There's an interesting article in NY Times but don't think I can paste a link, but check it out
I think this may be the original source:

How to live in space: what we’ve learned from
20 years of the International Space Station

November 2 marks 20 years since the first residents arrived on the International Space Station (ISS). The orbiting habitat has been continuously occupied ever since.

Twenty straight years of life in space makes the ISS the ideal “natural laboratory” to understand how societies function beyond Earth.

The ISS is a collaboration between 25 space agencies and organisations. It has hosted 241 crew and a few tourists from 19 countries. This is 43% of all the people who have ever travelled in space.

s future missions to the Moon and Mars are planned, it’s important to know what people need to thrive in remote, dangerous and enclosed environments, where there is no easy way back home.

A brief history of orbital habitats

The first fictional space station was Edward Everett Hale’s 1869 “Brick Moon”. Inside were 13 spherical living chambers.

■ **Data extract**:

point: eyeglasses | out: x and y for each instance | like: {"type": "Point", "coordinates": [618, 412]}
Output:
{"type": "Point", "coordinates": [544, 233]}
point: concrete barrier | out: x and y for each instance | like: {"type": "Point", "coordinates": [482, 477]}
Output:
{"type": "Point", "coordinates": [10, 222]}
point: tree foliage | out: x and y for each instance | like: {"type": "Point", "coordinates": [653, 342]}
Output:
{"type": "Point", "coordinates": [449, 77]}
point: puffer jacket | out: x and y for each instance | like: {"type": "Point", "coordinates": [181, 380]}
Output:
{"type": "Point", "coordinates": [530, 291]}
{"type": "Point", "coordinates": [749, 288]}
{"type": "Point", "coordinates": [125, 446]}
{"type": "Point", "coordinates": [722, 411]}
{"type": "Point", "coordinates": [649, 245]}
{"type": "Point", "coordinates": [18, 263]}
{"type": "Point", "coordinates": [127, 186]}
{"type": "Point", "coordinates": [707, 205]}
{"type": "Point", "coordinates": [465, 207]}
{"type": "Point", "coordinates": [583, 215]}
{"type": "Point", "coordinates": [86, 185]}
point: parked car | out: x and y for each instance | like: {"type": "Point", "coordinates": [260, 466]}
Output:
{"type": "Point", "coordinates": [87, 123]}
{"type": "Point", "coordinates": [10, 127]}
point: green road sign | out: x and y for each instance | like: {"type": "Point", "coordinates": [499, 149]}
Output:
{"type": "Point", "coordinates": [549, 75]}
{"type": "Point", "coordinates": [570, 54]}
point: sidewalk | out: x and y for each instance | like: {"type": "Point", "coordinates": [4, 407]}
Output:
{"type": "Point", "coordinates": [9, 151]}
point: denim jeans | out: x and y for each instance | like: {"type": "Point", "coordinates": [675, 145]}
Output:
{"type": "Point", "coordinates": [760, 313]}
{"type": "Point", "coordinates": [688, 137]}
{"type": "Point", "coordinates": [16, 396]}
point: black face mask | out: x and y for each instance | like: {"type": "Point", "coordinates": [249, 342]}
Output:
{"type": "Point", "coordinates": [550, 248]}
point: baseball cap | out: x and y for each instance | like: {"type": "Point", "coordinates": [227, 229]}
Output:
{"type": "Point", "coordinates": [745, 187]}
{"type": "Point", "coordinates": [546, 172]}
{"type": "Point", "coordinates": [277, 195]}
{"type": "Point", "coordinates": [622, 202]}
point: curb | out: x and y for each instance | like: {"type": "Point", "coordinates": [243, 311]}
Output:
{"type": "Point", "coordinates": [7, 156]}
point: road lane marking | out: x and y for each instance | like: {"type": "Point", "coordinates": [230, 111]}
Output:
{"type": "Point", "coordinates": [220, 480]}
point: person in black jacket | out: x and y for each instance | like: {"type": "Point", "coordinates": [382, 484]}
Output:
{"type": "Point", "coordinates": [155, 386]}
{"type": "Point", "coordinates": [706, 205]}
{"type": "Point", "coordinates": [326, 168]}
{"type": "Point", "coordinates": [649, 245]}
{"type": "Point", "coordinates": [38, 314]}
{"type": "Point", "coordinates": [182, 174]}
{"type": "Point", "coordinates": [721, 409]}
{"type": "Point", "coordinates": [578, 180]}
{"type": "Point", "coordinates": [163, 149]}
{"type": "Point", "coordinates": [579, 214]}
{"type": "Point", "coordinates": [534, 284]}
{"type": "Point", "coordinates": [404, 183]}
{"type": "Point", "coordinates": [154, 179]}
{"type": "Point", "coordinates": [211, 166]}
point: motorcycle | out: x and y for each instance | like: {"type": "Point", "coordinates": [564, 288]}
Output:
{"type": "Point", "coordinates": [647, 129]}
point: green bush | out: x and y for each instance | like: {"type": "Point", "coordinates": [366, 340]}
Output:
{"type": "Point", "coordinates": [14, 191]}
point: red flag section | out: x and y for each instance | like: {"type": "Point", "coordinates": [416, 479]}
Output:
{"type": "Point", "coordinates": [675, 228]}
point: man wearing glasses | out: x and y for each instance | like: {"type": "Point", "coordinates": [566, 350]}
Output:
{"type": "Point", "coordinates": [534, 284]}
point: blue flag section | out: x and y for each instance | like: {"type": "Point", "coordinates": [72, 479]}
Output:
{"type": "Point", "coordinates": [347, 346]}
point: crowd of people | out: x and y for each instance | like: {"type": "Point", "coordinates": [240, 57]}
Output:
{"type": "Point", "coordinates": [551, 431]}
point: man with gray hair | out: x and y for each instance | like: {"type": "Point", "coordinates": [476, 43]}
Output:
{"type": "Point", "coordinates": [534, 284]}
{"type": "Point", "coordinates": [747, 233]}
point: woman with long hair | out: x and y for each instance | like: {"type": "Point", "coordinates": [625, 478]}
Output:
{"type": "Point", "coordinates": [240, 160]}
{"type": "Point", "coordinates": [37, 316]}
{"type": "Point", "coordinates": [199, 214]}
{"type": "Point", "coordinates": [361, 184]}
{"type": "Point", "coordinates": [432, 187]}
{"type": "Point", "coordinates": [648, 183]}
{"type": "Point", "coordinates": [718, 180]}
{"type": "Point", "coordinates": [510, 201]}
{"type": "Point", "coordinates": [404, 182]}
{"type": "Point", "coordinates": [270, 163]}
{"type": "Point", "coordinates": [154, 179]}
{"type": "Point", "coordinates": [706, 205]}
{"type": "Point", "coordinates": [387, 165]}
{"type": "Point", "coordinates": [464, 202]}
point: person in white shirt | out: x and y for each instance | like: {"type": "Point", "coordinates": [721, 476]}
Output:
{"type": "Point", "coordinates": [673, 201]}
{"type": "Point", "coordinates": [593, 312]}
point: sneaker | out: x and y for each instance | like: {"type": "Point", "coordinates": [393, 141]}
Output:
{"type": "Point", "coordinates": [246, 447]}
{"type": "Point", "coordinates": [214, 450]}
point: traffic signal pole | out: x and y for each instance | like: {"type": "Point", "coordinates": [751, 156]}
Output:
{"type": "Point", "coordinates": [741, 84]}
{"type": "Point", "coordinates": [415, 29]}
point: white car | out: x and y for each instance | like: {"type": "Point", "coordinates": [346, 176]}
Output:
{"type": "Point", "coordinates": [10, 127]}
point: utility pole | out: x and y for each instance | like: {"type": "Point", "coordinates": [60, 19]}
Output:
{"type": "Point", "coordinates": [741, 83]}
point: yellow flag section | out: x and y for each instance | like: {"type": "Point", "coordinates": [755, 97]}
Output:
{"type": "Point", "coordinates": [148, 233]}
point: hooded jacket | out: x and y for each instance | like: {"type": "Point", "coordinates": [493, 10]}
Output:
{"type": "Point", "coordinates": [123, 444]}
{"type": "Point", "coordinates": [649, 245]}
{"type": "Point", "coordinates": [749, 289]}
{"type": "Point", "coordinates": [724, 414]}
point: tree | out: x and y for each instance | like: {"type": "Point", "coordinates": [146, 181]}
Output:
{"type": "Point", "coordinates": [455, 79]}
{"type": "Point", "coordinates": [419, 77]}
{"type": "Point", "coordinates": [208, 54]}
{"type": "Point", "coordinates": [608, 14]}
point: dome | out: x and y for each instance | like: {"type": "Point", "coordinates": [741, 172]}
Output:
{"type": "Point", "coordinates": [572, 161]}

■ **What this exercise asks**:
• A. According to the ISS excerpt, what was the first fictional space station?
• B. Reproduce word for word the part of the ISS excerpt that begins at the words "How to live" and stops after "function beyond Earth.".
The items were taken from a separate source and are unrelated to the ISS excerpt.

■ **Task-by-task solutions**:
• A. Edward Everett Hale's 1869 "Brick Moon."

• B.
How to live in space: what we’ve learned from
20 years of the International Space Station

November 2 marks 20 years since the first residents arrived on the International Space Station (ISS). The orbiting habitat has been continuously occupied ever since.

Twenty straight years of life in space makes the ISS the ideal “natural laboratory” to understand how societies function beyond Earth.